ACTIVITIES ::
1 – In the fair announcement, repeat word for word the part that opens with the words containing "Monday 23rd November 2020>" and closes with "be an artist?".
2 – According to the fair announcement, who produced the open educational resource? Name each of them.
3 – In the fair announcement, during what hours does the Treasure Hunt session hold its live activities?
PROVIDED PASSAGE below:
This year’s Art & Open Learning Fair builds upon Georg Hardenberg/Novalis/Joseph Beuys’ 1978 provocation: JEDER MENSCH EIN KÜNSTLER. The Fair is a process that has emerged from the open educational resource (OER) produced by Neil Mulholland, Emma Balkind, Jake Watts and Beth Dynowski. The OER is accessible here via this blog: blogs.ed.ac.uk/artandlearning/courseware-contemporary-art-open-learning/


Monday 23rd November 2020>
The Mind’s Eye 🟡 Yellow Basho //// Runs from Monday 23rd November 2020 asynchronous

Wednesday 25th November 2020
Treasure Hunt 🟣 Purple Basho //// 9:30am-12:30pm GMT for live activities

Wednesday 25th November 2020
How to Become an Artist 🟢 Green Basho //// 1:30pm-4:30pm GMT for live activities

Thursday 26th November 2020
MENU: Being an Artist 🔴 Red Basho //// 1:30pm-4:30pm GMT for live activities

Can anyone be an artist?

Edinburgh College of Art (ECA) is directly implicated in this provocation which arose from Beuys’ Edinburgh Poorhouse projects (e.g. Black and White Oil Conference, 1974), the Free International University for Creativity and Interdisciplinary Research and his work with the prisoner Jimmy Boyle (1980-); a heritage presently continued by the Edinburgh branch of the Ragged University.
End of PROVIDED PASSAGE.
SUPPLIED RECORDS below:
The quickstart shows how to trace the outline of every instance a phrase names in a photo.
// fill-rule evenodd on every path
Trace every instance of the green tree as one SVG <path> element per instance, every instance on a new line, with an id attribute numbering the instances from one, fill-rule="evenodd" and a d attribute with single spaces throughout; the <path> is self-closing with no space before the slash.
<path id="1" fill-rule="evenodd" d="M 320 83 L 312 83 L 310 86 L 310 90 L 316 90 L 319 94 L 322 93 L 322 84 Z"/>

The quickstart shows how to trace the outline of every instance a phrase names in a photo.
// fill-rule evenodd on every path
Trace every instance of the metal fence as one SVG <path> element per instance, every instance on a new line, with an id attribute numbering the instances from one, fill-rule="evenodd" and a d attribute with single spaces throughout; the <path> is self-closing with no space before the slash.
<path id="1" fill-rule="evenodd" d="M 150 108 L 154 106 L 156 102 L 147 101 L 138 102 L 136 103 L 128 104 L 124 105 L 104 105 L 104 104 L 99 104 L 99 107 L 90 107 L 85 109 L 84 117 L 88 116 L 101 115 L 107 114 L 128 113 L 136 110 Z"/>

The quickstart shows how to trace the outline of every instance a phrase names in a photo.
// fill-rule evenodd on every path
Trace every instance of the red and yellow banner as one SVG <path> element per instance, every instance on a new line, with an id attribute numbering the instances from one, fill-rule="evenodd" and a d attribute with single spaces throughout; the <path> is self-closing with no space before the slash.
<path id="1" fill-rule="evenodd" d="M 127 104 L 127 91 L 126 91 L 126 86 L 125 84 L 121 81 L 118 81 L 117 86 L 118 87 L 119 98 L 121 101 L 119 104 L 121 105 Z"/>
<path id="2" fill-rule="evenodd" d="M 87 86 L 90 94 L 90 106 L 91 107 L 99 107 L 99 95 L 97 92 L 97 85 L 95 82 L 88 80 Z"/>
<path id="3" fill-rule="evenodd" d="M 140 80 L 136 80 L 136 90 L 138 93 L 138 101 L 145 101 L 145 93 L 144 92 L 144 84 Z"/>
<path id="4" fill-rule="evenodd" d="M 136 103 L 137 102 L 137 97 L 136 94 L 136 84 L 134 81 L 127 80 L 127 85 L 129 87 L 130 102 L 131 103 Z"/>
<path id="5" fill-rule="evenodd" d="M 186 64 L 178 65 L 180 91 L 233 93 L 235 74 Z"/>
End of SUPPLIED RECORDS.
RESPONSES PER TASK ::
1 –
Monday 23rd November 2020>
The Mind’s Eye 🟡 Yellow Basho //// Runs from Monday 23rd November 2020 asynchronous

Wednesday 25th November 2020
Treasure Hunt 🟣 Purple Basho //// 9:30am-12:30pm GMT for live activities

Wednesday 25th November 2020
How to Become an Artist 🟢 Green Basho //// 1:30pm-4:30pm GMT for live activities

Thursday 26th November 2020
MENU: Being an Artist 🔴 Red Basho //// 1:30pm-4:30pm GMT for live activities

Can anyone be an artist?

2 – Neil Mulholland, Emma Balkind, Jake Watts, Beth Dynowski

3 – 9:30am-12:30pm GMT